Stated exercise:
Every line from the line containing "# point at: man's hand" through the final line of the data is to be printed exactly; no other line is to appear.

Dataset items:
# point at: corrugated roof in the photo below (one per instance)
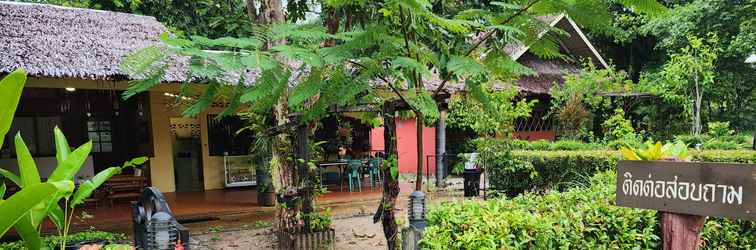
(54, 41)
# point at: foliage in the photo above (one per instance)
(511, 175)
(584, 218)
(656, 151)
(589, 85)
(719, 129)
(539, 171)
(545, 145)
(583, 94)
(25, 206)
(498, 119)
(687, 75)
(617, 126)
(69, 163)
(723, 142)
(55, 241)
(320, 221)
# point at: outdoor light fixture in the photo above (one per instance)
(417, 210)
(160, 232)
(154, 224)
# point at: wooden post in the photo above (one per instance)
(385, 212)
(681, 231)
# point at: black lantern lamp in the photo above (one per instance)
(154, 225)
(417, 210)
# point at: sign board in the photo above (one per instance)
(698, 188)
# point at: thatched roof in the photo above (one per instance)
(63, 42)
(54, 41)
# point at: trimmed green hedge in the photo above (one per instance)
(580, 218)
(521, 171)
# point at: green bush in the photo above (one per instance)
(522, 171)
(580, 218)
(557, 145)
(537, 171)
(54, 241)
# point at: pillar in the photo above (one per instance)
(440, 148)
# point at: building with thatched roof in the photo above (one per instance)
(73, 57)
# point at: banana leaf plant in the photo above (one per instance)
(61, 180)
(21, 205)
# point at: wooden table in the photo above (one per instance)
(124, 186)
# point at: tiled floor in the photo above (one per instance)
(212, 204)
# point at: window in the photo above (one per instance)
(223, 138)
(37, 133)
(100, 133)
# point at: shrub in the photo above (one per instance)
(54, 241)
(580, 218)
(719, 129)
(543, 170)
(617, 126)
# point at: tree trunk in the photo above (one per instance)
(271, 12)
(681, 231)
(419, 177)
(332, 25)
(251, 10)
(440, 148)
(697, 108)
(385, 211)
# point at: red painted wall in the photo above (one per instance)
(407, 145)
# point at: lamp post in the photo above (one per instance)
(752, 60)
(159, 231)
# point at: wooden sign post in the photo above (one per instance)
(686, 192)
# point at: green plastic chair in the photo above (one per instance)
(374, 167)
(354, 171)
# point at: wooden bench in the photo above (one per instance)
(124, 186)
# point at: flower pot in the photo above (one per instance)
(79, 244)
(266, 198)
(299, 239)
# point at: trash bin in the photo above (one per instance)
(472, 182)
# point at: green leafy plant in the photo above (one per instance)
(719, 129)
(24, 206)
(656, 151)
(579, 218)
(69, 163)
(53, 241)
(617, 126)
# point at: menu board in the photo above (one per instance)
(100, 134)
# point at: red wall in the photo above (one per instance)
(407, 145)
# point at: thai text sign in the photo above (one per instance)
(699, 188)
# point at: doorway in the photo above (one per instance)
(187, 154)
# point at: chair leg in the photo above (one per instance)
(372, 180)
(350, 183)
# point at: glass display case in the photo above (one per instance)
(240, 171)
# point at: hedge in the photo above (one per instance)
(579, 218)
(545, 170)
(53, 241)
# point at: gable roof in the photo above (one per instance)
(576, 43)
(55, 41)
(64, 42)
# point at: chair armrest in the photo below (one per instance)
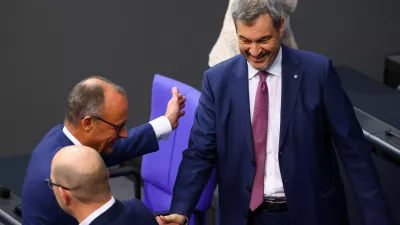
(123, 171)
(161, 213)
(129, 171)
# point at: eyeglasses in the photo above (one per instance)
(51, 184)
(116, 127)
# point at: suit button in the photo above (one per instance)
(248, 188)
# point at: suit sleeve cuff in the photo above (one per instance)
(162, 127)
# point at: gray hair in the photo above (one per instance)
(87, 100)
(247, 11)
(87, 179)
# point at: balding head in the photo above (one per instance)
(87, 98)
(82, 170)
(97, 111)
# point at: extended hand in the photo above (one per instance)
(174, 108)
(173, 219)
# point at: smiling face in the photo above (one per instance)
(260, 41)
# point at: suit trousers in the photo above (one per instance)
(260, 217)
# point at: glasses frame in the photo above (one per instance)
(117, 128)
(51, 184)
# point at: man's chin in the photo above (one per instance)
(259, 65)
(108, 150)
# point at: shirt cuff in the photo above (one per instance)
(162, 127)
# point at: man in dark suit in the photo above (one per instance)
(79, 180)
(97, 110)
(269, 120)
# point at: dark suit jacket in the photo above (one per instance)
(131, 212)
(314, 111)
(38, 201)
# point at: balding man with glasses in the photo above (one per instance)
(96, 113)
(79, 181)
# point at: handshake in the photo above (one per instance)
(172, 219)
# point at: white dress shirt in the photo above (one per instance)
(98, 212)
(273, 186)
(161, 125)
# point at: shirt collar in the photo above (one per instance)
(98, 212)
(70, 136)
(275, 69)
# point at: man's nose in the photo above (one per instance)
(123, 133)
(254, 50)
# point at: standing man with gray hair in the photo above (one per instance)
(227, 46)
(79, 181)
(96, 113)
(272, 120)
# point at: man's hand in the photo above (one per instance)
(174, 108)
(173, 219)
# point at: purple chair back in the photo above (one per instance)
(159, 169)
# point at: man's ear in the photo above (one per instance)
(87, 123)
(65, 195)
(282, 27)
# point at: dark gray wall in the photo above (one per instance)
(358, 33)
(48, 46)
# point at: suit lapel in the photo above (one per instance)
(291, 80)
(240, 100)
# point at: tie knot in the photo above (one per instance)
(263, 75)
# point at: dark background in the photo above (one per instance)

The reply:
# point at: man's hand in the photo above (one per instance)
(174, 108)
(173, 219)
# point at: purple chair back in the photo above (one per instance)
(159, 169)
# point at: man's ear in the photo above (one per instance)
(87, 123)
(65, 195)
(282, 27)
# point at: dark gray wall in the photo above (one per instance)
(358, 33)
(48, 46)
# point at: suit lapel in the photo above (one per instance)
(291, 80)
(240, 100)
# point at: tie knot in the photo above (one per instance)
(263, 75)
# point at: dark background in the photo above (one per instance)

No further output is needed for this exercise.